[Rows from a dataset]
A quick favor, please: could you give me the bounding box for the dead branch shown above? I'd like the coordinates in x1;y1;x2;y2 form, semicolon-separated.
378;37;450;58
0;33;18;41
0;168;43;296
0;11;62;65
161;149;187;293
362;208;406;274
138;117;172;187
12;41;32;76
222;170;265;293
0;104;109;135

## Required task
Copy every line of the material above without any changes.

## Result of the task
A quick favor, please: could you give me the bounding box for the dead branch shown above? I'd like the coordinates in x1;y1;x2;y2 form, semicolon-separated.
378;37;450;58
0;33;18;41
0;168;43;296
0;11;62;65
161;149;187;293
362;208;406;274
138;117;172;187
12;41;32;76
222;170;265;293
0;104;109;135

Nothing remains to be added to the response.